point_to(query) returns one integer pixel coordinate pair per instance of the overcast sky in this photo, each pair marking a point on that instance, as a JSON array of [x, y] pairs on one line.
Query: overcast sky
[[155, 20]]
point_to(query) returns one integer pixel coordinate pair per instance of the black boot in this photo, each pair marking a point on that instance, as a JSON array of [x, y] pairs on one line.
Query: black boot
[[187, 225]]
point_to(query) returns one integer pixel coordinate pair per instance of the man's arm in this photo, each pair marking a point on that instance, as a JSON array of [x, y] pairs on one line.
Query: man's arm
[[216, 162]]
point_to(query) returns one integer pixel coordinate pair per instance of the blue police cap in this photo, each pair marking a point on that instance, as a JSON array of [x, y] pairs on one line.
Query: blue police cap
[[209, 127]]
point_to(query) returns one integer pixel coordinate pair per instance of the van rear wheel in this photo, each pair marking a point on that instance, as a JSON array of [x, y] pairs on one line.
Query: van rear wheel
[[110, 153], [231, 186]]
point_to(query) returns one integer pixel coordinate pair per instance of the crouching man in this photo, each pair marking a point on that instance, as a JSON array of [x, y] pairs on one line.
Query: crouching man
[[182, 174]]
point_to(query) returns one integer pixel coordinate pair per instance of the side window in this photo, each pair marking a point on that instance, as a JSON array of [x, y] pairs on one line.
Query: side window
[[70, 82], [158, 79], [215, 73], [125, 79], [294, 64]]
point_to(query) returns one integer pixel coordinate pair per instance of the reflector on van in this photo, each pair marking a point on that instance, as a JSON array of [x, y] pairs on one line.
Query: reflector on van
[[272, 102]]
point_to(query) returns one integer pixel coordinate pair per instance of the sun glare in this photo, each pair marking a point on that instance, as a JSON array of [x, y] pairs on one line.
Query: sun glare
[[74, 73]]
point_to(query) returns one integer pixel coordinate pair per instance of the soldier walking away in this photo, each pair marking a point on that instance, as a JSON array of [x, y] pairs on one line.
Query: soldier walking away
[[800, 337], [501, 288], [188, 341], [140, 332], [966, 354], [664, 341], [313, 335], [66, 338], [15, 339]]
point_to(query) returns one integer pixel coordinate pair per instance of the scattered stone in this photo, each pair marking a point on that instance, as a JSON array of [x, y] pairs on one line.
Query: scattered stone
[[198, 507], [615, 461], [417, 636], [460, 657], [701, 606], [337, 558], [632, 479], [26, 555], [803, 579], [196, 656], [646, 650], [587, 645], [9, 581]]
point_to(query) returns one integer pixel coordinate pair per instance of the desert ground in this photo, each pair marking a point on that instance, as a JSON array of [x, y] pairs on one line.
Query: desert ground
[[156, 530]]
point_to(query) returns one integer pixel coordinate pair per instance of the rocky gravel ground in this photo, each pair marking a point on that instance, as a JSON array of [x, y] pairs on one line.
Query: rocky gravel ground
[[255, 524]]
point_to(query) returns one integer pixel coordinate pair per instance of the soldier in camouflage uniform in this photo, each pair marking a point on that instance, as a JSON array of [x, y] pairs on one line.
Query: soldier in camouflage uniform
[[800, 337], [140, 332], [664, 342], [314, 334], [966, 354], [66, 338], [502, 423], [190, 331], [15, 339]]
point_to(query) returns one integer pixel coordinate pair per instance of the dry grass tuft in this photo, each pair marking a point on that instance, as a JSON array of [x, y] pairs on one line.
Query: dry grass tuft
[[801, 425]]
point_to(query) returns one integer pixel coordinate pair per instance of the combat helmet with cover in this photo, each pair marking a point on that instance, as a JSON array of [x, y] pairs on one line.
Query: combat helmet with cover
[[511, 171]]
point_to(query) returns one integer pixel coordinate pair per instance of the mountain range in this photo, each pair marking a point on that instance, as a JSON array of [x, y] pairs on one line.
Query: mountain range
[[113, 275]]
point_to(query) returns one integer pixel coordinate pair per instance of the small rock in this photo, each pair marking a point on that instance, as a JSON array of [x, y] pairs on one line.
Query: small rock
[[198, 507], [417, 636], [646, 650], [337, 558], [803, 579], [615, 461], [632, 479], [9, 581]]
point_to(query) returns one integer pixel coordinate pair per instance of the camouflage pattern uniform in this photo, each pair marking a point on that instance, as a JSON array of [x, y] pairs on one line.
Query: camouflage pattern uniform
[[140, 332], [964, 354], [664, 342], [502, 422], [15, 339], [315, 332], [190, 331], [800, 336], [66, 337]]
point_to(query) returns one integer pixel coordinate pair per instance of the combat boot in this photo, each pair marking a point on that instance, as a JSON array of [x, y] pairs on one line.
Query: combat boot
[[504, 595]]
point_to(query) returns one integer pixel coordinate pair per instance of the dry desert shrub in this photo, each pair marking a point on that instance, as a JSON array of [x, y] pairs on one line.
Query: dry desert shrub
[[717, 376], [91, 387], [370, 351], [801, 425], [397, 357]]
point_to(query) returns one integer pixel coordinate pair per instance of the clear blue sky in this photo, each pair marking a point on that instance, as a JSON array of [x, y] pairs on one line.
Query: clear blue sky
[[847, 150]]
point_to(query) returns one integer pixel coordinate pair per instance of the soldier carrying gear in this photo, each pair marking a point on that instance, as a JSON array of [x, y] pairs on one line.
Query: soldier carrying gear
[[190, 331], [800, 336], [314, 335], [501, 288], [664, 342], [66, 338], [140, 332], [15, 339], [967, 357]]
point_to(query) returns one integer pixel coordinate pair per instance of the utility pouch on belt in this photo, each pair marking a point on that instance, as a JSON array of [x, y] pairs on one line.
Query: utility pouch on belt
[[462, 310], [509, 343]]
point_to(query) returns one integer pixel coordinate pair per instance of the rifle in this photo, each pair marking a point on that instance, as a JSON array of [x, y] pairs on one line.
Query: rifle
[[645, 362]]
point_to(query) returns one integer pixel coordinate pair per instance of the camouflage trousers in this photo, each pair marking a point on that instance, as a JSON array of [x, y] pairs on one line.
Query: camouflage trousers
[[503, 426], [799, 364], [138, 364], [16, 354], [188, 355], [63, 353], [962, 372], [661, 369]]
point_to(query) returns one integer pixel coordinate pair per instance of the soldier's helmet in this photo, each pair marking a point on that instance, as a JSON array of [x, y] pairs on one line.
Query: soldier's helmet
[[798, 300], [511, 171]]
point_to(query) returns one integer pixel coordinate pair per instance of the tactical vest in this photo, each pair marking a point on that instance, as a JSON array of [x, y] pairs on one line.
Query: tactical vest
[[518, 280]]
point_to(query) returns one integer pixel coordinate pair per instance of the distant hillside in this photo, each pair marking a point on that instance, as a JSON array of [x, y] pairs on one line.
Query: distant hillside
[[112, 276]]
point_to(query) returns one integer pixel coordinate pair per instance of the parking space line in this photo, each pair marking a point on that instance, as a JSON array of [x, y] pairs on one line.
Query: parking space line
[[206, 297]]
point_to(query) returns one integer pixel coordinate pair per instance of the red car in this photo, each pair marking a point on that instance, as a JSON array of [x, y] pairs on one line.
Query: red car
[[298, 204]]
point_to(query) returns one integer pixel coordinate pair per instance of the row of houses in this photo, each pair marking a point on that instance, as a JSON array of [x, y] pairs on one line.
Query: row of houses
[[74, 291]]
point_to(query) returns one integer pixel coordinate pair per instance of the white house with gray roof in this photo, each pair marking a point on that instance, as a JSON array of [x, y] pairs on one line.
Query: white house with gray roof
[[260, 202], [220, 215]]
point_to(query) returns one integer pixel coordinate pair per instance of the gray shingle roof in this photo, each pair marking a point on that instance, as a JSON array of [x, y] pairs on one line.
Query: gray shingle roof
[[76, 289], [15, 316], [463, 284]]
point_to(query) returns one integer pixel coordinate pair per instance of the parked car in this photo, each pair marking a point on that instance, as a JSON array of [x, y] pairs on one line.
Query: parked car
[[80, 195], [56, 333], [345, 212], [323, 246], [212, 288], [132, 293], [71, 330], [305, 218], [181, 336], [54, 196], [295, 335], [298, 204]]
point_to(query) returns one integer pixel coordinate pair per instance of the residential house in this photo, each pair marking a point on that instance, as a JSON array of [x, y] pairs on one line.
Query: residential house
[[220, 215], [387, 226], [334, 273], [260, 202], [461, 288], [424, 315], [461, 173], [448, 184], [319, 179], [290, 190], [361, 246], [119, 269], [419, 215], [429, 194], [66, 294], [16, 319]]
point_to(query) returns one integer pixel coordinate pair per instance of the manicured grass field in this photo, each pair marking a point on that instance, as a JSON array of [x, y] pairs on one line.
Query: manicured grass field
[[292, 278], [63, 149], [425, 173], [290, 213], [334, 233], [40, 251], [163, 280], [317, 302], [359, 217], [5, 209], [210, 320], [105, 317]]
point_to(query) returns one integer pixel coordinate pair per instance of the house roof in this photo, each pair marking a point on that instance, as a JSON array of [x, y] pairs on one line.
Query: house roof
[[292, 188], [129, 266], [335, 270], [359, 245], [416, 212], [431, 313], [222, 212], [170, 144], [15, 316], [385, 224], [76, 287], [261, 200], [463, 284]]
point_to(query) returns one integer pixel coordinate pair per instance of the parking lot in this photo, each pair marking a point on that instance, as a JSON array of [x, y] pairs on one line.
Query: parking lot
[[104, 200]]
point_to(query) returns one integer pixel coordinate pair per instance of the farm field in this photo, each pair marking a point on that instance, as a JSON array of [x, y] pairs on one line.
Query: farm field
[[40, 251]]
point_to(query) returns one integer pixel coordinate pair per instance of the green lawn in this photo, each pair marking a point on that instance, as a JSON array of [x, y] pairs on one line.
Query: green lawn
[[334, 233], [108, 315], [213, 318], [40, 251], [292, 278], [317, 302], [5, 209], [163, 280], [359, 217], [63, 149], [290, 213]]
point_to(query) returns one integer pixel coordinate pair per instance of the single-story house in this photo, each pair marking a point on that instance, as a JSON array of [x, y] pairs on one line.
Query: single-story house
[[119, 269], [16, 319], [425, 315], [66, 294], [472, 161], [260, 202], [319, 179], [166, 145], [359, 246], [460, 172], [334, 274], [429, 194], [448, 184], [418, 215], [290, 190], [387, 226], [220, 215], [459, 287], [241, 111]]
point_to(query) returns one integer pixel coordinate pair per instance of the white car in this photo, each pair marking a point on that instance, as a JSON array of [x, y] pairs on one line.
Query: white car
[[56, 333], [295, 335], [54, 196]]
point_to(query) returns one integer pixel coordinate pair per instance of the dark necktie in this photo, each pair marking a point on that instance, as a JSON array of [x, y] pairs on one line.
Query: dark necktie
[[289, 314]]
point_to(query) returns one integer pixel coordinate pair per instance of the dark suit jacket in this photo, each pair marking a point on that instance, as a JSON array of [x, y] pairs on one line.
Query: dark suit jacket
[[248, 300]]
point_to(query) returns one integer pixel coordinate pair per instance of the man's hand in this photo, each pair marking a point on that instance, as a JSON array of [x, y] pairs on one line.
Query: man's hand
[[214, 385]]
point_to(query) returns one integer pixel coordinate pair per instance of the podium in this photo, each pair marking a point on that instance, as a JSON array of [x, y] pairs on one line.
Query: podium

→ Stated problem: In the data, rewrite the lines from the line with "of the blue" to the line with "[[110, 153], [231, 186]]", switching "police" to "military" and leaving everything else unchanged. Give only those lines.

→ Written solution:
point_to(query) returns one integer pixel coordinate pair per instance of the blue military cap in this photo, each pair marking a point on that instance, as a JSON array of [x, y] pairs on one line.
Query: blue military cap
[[209, 127]]
point_to(query) returns one integer pixel coordinate pair per instance of the van rear wheel in this photo, each pair marking a point on that instance, as a JSON array of [x, y] pairs on one line.
Query: van rear wheel
[[110, 153], [231, 186]]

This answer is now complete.